Top of Data under study

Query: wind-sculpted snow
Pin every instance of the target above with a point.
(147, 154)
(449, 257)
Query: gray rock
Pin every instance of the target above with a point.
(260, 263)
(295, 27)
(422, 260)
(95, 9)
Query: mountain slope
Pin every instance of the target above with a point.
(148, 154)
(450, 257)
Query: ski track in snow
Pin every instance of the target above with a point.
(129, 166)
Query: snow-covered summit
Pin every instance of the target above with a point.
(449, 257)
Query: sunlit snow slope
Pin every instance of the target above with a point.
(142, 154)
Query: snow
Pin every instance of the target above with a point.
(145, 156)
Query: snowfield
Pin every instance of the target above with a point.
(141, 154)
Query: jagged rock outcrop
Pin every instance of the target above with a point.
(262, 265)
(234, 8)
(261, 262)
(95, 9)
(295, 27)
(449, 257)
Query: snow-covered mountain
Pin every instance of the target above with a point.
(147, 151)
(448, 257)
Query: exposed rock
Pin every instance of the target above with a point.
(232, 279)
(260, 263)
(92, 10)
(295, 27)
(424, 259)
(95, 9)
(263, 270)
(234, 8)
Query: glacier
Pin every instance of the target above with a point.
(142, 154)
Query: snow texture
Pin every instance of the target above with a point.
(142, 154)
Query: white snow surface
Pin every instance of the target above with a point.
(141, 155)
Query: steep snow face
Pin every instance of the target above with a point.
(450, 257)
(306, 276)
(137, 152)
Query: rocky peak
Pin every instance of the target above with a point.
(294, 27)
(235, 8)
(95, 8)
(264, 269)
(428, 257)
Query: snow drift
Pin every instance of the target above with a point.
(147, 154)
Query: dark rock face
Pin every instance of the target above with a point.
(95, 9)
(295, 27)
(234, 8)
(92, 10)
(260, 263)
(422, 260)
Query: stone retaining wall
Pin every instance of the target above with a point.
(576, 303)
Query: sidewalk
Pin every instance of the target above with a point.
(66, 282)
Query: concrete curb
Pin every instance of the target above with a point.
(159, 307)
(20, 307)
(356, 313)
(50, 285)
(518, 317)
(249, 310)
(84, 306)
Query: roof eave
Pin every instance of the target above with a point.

Bottom of Data under study

● Instructions to follow
The data above should be returned in full, exactly as written.

● Result for this task
Query: wind-sculpted snow
Pin every instance of the target above with a point.
(147, 154)
(449, 257)
Query: gray rock
Pin every instance of the target above with a point.
(260, 263)
(295, 27)
(422, 260)
(95, 9)
Query: mountain slope
Pin every instance of the target above with a point.
(148, 154)
(450, 257)
Query: ski track in snow
Pin every instance of the target above with a point.
(129, 166)
Query: snow-covered summit
Pin every instance of the target above with a point.
(449, 257)
Query: sunlit snow slope
Pin every instance of the target above with a point.
(142, 154)
Query: snow
Pin every instance of the target above with a point.
(145, 156)
Query: snowfield
Pin every instance of the target above with a point.
(141, 154)
Query: jagged rock outcrop
Pin every instance of the target above with a point.
(262, 265)
(234, 8)
(261, 262)
(95, 9)
(295, 27)
(449, 257)
Query: snow-covered mountain
Pin every instance of the target above with a point.
(147, 151)
(448, 257)
Query: exposed rock
Pin every instance of the target above with a point.
(232, 279)
(260, 263)
(92, 10)
(295, 27)
(424, 259)
(95, 9)
(263, 270)
(234, 8)
Query: glacier
Pin every instance of the target above with a point.
(142, 154)
Query: snow texture
Pin every instance of the target above with a point.
(142, 154)
Query: white snow surface
Pin every instance of the target above with a point.
(141, 155)
Query: steep snow face
Pin every instance of the target above with a point.
(450, 257)
(306, 276)
(137, 152)
Query: rocky peak
Pin every instance of the target above with a point.
(294, 27)
(235, 8)
(95, 8)
(264, 269)
(428, 257)
Query: snow drift
Pin every instance of the target above with a point.
(147, 154)
Query: dark rock face
Pin every instance of the target above with a point.
(95, 9)
(295, 27)
(234, 8)
(92, 10)
(260, 263)
(422, 260)
Query: stone retaining wall
Pin every instance of the target above with a point.
(576, 303)
Query: sidewalk
Pin every instance of the target above with a point.
(66, 282)
Query: concrete curb
Pin every instance of the target above with a point.
(159, 307)
(20, 307)
(356, 313)
(50, 285)
(518, 317)
(249, 310)
(84, 306)
Query: roof eave
Pin every instance of the target above with a point.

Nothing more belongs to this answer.